[Natural-language object grounding data]
═══
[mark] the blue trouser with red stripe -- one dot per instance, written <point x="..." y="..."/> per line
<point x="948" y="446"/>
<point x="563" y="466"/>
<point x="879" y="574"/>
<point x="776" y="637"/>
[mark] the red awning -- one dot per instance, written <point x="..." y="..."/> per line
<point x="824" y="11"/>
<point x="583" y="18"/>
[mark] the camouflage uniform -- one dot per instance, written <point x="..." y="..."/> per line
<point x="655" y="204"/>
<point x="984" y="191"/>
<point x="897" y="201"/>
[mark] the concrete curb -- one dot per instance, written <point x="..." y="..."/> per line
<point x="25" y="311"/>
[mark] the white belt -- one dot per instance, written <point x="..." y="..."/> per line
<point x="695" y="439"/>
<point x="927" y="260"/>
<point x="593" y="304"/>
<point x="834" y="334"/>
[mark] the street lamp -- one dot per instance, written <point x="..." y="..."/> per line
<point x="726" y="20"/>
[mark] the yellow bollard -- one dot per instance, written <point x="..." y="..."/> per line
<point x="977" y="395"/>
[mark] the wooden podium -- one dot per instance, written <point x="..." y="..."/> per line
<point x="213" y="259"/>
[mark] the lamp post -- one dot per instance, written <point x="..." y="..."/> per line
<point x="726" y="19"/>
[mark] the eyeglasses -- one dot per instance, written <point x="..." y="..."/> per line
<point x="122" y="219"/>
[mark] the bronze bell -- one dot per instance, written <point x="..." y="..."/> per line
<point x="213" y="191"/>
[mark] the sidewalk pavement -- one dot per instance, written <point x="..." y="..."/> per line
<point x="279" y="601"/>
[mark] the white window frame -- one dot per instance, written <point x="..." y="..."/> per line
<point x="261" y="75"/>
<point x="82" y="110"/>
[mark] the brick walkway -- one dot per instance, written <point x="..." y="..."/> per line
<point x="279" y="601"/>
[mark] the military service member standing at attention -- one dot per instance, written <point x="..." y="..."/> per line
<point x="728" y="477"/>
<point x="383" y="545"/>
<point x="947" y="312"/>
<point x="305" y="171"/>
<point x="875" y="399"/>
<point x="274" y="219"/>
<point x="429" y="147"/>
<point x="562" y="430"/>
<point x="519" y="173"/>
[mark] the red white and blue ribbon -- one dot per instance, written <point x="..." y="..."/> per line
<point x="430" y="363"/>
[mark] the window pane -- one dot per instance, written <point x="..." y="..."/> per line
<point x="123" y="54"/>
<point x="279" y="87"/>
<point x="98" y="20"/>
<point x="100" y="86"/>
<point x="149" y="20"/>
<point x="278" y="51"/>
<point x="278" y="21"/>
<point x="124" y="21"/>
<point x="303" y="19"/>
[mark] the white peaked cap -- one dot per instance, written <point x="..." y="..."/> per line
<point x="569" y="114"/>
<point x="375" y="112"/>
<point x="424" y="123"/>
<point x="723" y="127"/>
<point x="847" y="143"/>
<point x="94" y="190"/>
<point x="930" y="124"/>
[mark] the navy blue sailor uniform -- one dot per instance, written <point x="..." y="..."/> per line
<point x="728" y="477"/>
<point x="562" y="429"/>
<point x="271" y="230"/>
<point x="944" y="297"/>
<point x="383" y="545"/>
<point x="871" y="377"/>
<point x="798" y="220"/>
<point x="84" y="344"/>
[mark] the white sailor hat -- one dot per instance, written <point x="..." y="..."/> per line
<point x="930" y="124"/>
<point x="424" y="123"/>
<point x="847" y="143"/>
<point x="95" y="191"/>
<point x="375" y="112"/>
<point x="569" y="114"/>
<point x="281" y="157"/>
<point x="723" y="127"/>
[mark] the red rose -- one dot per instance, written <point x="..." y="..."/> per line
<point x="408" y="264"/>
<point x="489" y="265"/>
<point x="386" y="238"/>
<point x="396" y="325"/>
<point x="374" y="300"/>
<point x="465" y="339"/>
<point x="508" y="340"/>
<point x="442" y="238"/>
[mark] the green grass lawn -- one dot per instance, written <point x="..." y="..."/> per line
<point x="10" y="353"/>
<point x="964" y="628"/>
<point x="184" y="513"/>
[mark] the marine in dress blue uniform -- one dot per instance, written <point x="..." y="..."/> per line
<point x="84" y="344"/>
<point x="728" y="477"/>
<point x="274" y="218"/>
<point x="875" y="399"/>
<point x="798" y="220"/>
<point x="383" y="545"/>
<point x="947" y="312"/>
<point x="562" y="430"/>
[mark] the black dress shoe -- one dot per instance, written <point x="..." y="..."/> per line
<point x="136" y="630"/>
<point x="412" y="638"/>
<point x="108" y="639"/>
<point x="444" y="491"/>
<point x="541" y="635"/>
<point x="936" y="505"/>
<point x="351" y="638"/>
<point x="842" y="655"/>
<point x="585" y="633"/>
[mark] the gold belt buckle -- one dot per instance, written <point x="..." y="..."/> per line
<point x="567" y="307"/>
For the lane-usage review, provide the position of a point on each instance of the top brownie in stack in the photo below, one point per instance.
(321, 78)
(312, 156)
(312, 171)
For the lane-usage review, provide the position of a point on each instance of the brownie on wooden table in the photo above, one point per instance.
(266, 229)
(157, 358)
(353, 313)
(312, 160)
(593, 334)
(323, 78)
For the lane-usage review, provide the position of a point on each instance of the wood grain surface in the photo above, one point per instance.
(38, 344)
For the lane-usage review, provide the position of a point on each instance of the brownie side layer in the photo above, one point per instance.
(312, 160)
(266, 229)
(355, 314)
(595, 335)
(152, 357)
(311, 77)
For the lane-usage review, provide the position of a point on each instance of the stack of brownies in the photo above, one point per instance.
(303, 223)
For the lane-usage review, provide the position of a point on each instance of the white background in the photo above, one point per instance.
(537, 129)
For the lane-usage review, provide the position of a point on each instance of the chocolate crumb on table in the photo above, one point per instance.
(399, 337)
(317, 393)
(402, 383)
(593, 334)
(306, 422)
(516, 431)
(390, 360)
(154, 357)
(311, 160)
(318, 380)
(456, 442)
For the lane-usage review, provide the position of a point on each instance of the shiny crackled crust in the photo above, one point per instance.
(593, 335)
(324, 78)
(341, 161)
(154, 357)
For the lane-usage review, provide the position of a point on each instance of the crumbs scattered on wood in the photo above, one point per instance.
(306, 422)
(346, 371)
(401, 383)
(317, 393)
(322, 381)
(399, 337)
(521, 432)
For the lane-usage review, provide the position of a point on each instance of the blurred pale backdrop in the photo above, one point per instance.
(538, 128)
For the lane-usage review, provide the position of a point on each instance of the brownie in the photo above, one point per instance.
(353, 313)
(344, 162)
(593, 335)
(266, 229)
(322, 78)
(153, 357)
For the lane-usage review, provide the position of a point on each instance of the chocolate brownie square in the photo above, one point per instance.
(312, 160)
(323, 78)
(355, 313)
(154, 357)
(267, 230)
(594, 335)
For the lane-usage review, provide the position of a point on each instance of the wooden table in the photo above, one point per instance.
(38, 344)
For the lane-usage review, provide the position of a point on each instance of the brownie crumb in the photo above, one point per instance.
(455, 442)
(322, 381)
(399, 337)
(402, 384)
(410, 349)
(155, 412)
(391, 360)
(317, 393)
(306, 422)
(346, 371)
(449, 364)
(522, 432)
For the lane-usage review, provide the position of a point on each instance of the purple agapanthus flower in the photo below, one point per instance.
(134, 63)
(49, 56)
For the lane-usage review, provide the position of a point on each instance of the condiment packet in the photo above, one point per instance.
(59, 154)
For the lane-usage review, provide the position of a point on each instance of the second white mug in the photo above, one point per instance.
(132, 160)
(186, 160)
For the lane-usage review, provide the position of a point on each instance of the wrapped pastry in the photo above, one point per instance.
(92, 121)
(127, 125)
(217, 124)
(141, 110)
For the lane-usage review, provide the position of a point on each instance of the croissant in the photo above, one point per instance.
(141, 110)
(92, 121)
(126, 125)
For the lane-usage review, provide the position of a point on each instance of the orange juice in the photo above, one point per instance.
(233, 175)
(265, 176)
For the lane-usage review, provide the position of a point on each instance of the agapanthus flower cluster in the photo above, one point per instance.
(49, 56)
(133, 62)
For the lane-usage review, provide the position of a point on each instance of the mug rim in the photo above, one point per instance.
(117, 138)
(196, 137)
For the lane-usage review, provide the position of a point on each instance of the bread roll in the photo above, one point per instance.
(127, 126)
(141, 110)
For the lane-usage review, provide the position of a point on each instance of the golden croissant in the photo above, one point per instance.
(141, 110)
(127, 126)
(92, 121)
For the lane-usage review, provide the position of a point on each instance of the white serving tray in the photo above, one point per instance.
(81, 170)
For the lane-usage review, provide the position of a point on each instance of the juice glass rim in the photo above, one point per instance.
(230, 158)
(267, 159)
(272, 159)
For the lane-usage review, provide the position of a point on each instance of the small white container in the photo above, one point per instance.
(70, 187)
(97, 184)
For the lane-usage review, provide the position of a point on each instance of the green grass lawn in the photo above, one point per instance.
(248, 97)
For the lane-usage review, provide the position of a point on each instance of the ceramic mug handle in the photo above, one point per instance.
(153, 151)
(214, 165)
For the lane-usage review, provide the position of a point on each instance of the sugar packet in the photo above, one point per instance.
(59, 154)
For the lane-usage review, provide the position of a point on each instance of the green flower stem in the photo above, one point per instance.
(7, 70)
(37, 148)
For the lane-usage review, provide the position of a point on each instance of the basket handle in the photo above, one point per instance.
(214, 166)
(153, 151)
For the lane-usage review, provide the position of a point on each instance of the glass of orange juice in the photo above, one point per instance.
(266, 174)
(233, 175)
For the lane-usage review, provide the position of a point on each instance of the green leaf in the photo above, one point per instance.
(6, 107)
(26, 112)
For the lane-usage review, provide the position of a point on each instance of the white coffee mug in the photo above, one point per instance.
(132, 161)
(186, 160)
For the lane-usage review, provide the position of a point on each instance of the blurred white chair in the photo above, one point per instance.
═══
WORK REQUEST: Return word for word the line with "of the sugar" and every line after it through the end of the records above.

TASK RESULT:
For the lane-usage review, provide the position of a point on each instance of the sugar packet in the photo above, one point per instance.
(59, 154)
For the lane-usage review, provide the position of a point on each instance of the green flower stem in the photo above, one point per instance.
(7, 70)
(37, 148)
For the lane-usage review, provide the position of a point on each instance of the basket handle in the photo above, one point per instance.
(214, 166)
(153, 151)
For the lane-usage review, provide the position of a point on each instance of the glass of orange juice in the photo above, one point per instance.
(266, 174)
(233, 175)
For the lane-usage review, provide the position of a point on each instance of the green leaf in the photo above, one point per instance.
(6, 107)
(26, 112)
For the lane-usage review, provide the position of a point on each instance of the white coffee mug in the photo above, one point per instance.
(132, 161)
(186, 160)
For the lane-usage review, provide the position of a point on each instance of the blurred white chair in the photo above, one point per instance.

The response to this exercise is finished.